■ DOCUMENT TEXT ■
= = = = =

# Interior Painting Process??



## N8inNV (Nov 16, 2002)

First off I have a few Questions...

1) What type of paint should be used?
2) Primer?
3) Clearcoat?
4) Electric or Hand Sand the faux leather pieces?
5) Think Silver Metalic would look good for a Teal b14?


----------



## sr20 805 (Oct 7, 2002)

i thought your car was black.........anywho....u want to manually sand the parts(not electric)......also u should always primer!! i used a 400 grit on my interior....primered 2 coats and then used metallic silver.......then of course a clear top coat!!


----------



## Ninety-Nine SE-L (May 5, 2002)

Quesstion #1. paint all depends on your spending budget. how much do you want to pay? Do you want a professional job from an autobody shop or a few $2.99 cans of spray paint. I'll be honest, I did a silver alumium color in my car (also teal outside) and I used spray paint, primer, and flat top coat. It looks awesome, but not professional. I'm seriously thinking of doing a professional job to get the results I want (I wrote another thread in this section just today, take a look).

#2. Paint sticks pretty well to metal, plastic isn't as good. Primer will definately be necessary if you want the paint to stick.

#3. clearcoat will preserve the finish and it will also give you the finishing texture (I'm looking for a gloss shine)

#4. What leather pieces? You should only paint the solid plastic pieces. Yes, sand them very well.

#5. Silver goes with about anything. You should look for a good color theme to go for around the car. What's going on outside? What's going on in the engine bay?


----------



## Guest (Jan 23, 2003)

*InteriorPaint*

What's Up! The name is CODY web name (RATED-R) There is to ways to do this.
The inexpensive way & the expensive way.
Way 2 first 
This is the real way, you need a compressor, airbrush, exterior car paint, primer, exterior clearcoat.

There is this fiber glass liquid that you apply with a paint brush it gets hard you use this on the cloth part and on the dashboard to take out the impressions.(I think you get this at a auto body shop) The colored paint too.

*a cheaper way is at the bottom of page.*

Wet sand paper the finest grit & the second finest. 
(The sand paper is for imperfection on the surfaces to be painted or repainted most of the interior has to be wet sanded before primed. If not primer and paint won't adheir well or at all.)

For way 1 or way 2 you need to wet sand everything accept door panel and dashboard. ( Center console, bessial, trim of all a/c vents the ones on the dashboard to, ash tray front ) all of these have to be wet sanded until it looks ashy you will know when to stop. This is to take the finish off.
2 wet sand get some warm water and a little bit of dish washing liquid that's it. 

Do the bessial first because it is the easiest to replace. This is like a stock look also. If you color this first it will be easier to color match & color accent the car. 

* If you use white do not use clear coat the heat will turn it yellow. Use white gloss in a spray can. ( AmericasFinest ) - Found at Home Depot.

* Things that people touch a lot use 2 coats of clearcoat ( Spray 1 coat one day wait 2 days and spray another.

= = = = =

■ EXTRACTED MATERIAL ■
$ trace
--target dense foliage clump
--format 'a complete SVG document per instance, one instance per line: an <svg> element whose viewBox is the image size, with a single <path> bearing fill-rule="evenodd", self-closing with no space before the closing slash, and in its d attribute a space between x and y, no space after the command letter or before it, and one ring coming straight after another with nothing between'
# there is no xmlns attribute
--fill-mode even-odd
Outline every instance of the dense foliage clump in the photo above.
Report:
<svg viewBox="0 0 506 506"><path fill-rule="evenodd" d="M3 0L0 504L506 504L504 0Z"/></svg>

= = = = =

■ TASKS ■
#1 From the interior painting thread, reproduce verbatim the passage between "Do the bessial" and "accent the car.", inclusive.
#2 In the interior painting thread, condense the paragraph beginning "There is this fiber glass liquid" into two sentences that retain its main facts.
#3 Carry on the interior painting thread from its final line.

■ THE REPLIES ■
#1
Do the bessial first because it is the easiest to replace. This is like a stock look also. If you color this first it will be easier to color match & color accent the car.

#2 A fiberglass liquid, applied with a paintbrush, hardens and is used on the cloth parts and the dashboard to remove impressions. The writer believes it can be obtained at an auto body shop, as can the colored paint.

#3
* If you spray to much clearcoat it cause the paint to fisheye spray in a fan motion not to close and not to far ( about 9 to 10 inches. Same with clearcoat.{*WATCH THE CLEARCOAT}

* When spraying get paint on you. Hold what ever you are spraying up so you can see what you are doing. Don't spray it on the floor because it will run and you will get drips.
*Take your time. Painting, and putting it back in.

Way 1 - Go to Home Depot buy Americas Finest wet sandable primer ( blue can / gray top ) any Americas Finest color or (Krilon - ask any body who tags the colors are great!!! Last Americas Finest clearcoat ( blue can / clear top ) 

Any questions write me at ( [email protected] )
If I can get some pics I'll send them.

( For way 1 & 2 use same steps. )

Write back so I can help you step by step. ( Do one piece at a time. )


----------



## NissanTuner (Dec 1, 2002)

Plastikote spray paint works awesome on our interior pieces, I can honestly say that my interior bezel looks professionally painted, its that bright and glossy. I used Plastikote candy apple blue ontop of plastikote sandable primer, then basted the bitch in like 6 layers of plastikote candy apple metal flake clear coat.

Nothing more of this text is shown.